■ **The records**
====

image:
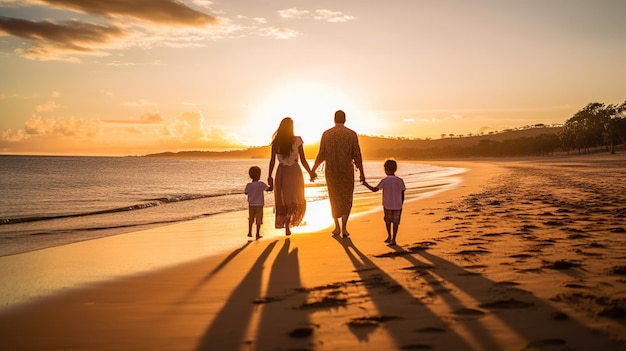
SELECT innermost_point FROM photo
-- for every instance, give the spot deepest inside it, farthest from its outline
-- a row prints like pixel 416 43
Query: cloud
pixel 189 130
pixel 47 107
pixel 50 38
pixel 167 12
pixel 291 13
pixel 279 32
pixel 320 15
pixel 149 134
pixel 114 25
pixel 148 118
pixel 68 126
pixel 332 16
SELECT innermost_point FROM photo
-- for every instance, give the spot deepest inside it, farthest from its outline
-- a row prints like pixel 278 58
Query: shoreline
pixel 496 263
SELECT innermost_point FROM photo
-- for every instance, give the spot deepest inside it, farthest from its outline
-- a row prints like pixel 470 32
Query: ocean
pixel 48 201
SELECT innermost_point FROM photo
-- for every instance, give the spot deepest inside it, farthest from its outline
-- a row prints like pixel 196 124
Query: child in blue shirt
pixel 393 198
pixel 256 200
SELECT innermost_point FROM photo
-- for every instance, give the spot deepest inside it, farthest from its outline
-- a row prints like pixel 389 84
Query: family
pixel 340 150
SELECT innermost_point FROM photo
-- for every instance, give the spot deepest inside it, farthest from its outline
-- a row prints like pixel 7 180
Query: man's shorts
pixel 255 213
pixel 393 216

====

■ **Work request**
Copy out every entry above verbatim. Leave each picture out.

■ **Result for this task**
image:
SELECT innermost_point FROM photo
-- for every instance, give the spot deepest inside it, farthest from its outline
-- a row prints like pixel 416 43
Query: cloud
pixel 189 130
pixel 47 107
pixel 50 38
pixel 167 12
pixel 291 13
pixel 279 32
pixel 320 15
pixel 149 134
pixel 114 25
pixel 148 118
pixel 68 126
pixel 332 16
SELECT innermost_point FROM photo
-- for every instance, give the spot deepest inside it, farthest from its outline
-- a row prints like pixel 278 58
Query: shoreline
pixel 496 263
SELECT innermost_point FROM photo
-- for every instance, give the spot deepest inside it, farthest from its outline
-- a row prints like pixel 470 32
Query: ocean
pixel 48 201
SELECT innermost_point FROM photo
-- for every instance, give the spot deepest inside it, farthest from its outline
-- a row prints like pixel 196 124
Query: child in blue shirt
pixel 393 198
pixel 256 200
SELECT innermost_point FROM photo
-- for every instance, give the spot deepest inside it, farthest from its outline
-- a row prints like pixel 389 84
Query: family
pixel 340 150
SELECT innermost_point FROM photo
-- for every instance, give the spot deepest inside it, farthest from its outline
-- a row prints like pixel 7 180
Query: man's shorts
pixel 255 213
pixel 393 216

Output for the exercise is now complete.